PROBLEM STATEMENT:
Retype each record shown below, leaving every character as it is.

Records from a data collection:
::::
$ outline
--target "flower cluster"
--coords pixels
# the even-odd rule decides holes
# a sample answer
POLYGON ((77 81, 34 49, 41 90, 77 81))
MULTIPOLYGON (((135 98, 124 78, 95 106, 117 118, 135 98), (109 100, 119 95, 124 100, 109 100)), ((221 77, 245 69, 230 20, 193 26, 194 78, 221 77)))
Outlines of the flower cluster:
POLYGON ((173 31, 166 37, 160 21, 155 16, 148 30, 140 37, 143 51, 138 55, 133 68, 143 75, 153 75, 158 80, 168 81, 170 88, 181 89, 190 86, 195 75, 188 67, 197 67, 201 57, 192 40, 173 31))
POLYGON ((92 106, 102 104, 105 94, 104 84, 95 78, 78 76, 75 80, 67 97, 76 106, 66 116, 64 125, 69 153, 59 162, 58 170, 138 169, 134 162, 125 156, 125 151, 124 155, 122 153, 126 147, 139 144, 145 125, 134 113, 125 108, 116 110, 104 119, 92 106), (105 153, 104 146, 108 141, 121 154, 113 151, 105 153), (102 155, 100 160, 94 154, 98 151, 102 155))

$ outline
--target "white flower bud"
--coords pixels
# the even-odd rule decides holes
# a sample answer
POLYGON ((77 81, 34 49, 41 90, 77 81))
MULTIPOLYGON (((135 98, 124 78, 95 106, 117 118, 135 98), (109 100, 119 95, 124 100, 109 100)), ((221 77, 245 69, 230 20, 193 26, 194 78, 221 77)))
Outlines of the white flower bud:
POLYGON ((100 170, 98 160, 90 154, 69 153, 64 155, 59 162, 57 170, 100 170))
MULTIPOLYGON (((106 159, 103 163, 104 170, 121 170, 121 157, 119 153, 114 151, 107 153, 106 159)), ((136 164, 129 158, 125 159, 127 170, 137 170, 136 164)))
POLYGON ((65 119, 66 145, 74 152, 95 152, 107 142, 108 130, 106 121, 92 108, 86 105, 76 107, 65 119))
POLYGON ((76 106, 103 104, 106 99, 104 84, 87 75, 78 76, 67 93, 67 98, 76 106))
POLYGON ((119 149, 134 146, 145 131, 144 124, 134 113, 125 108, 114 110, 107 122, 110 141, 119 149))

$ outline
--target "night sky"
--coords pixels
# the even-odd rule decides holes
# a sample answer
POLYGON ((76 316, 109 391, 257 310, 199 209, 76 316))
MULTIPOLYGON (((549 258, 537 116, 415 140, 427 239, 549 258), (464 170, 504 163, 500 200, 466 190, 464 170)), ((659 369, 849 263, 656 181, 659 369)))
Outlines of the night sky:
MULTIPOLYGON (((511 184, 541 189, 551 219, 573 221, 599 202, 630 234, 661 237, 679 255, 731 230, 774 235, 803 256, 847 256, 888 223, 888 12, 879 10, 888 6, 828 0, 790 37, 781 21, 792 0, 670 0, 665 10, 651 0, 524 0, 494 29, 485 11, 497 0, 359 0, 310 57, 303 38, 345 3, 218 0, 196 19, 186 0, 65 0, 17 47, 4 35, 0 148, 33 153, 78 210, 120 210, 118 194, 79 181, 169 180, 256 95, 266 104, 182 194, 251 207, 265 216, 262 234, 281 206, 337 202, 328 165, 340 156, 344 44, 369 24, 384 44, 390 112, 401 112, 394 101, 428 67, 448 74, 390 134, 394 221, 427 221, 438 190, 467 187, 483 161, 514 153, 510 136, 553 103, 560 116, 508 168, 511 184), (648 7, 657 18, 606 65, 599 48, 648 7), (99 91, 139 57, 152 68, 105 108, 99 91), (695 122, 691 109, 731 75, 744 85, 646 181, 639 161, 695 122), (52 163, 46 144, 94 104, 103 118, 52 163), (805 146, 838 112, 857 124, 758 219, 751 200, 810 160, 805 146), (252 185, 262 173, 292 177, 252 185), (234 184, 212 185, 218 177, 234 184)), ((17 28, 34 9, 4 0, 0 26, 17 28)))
::::
OUTPUT:
$ outline
--target "flower cluster"
--coords pixels
# the even-odd rule decides holes
# a sample answer
POLYGON ((77 81, 34 49, 41 90, 77 81))
MULTIPOLYGON (((135 98, 124 78, 95 106, 117 118, 135 98), (109 100, 119 95, 124 100, 109 100)), ((221 77, 245 69, 230 20, 193 26, 194 78, 221 77)))
Outlines of the flower cluster:
POLYGON ((173 31, 166 37, 160 21, 155 16, 148 30, 140 37, 143 51, 138 55, 133 68, 143 75, 153 75, 158 80, 168 81, 170 88, 181 89, 190 86, 195 75, 188 67, 197 67, 201 57, 192 40, 173 31))
POLYGON ((92 106, 102 104, 105 94, 104 84, 95 78, 78 76, 75 80, 67 97, 76 106, 66 116, 64 125, 69 153, 59 162, 58 170, 138 169, 134 162, 125 156, 125 151, 124 155, 122 153, 126 147, 139 144, 145 125, 134 113, 125 108, 116 110, 104 119, 92 106), (105 153, 104 146, 108 141, 121 154, 113 151, 105 153), (102 155, 100 160, 94 154, 98 151, 102 155))

$ outline
--target "white flower bud"
--coords pixels
# the even-odd rule decides holes
# a sample answer
POLYGON ((77 81, 34 49, 41 90, 77 81))
MULTIPOLYGON (((135 98, 124 78, 95 106, 117 118, 135 98), (109 100, 119 95, 124 100, 109 100)), ((221 77, 245 69, 230 20, 193 26, 194 78, 221 77)))
Outlines of the white flower bud:
POLYGON ((100 170, 98 160, 90 154, 69 153, 64 155, 59 162, 57 170, 100 170))
MULTIPOLYGON (((106 159, 103 163, 104 170, 121 170, 121 157, 119 153, 114 151, 107 153, 106 159)), ((136 164, 129 158, 125 159, 127 170, 137 170, 136 164)))
POLYGON ((65 119, 66 145, 74 152, 95 152, 107 142, 108 130, 106 121, 92 108, 86 105, 76 107, 65 119))
POLYGON ((76 106, 103 104, 106 99, 104 84, 87 75, 78 76, 67 93, 67 98, 76 106))
POLYGON ((119 149, 134 146, 145 131, 144 124, 134 113, 125 108, 114 110, 107 122, 110 141, 119 149))

$ outline
--target "night sky"
--coords pixels
# the even-odd rule decides holes
# a sample answer
POLYGON ((76 316, 109 391, 257 310, 199 209, 76 316))
MULTIPOLYGON (((549 258, 537 116, 415 140, 427 239, 549 258), (464 170, 504 163, 500 200, 466 190, 464 170)), ((659 369, 849 263, 656 181, 659 369)))
Outlines of the night sky:
MULTIPOLYGON (((511 184, 541 189, 551 219, 573 221, 599 202, 630 234, 661 237, 679 255, 731 230, 774 235, 803 256, 847 256, 888 223, 888 12, 879 10, 888 6, 828 0, 790 37, 781 21, 792 0, 670 0, 665 10, 651 0, 524 0, 494 29, 485 11, 497 0, 359 0, 310 57, 303 38, 345 3, 218 0, 196 19, 186 0, 65 0, 17 47, 4 35, 0 148, 33 153, 78 210, 120 210, 118 194, 79 181, 169 180, 256 95, 266 104, 182 194, 251 207, 265 216, 262 234, 281 206, 337 202, 328 165, 340 156, 344 44, 369 24, 384 44, 390 112, 401 112, 394 101, 428 67, 448 74, 390 134, 394 221, 427 221, 438 190, 467 187, 483 161, 514 153, 510 136, 553 103, 560 116, 508 168, 511 184), (648 7, 657 18, 606 65, 599 48, 648 7), (99 91, 139 57, 152 68, 105 108, 99 91), (695 122, 691 109, 731 75, 744 85, 646 181, 639 161, 695 122), (52 163, 46 144, 94 104, 103 118, 52 163), (805 146, 838 112, 857 124, 758 219, 751 200, 810 160, 805 146), (252 185, 262 173, 292 177, 252 185), (234 184, 212 185, 218 177, 234 184)), ((17 28, 34 9, 4 0, 0 26, 17 28)))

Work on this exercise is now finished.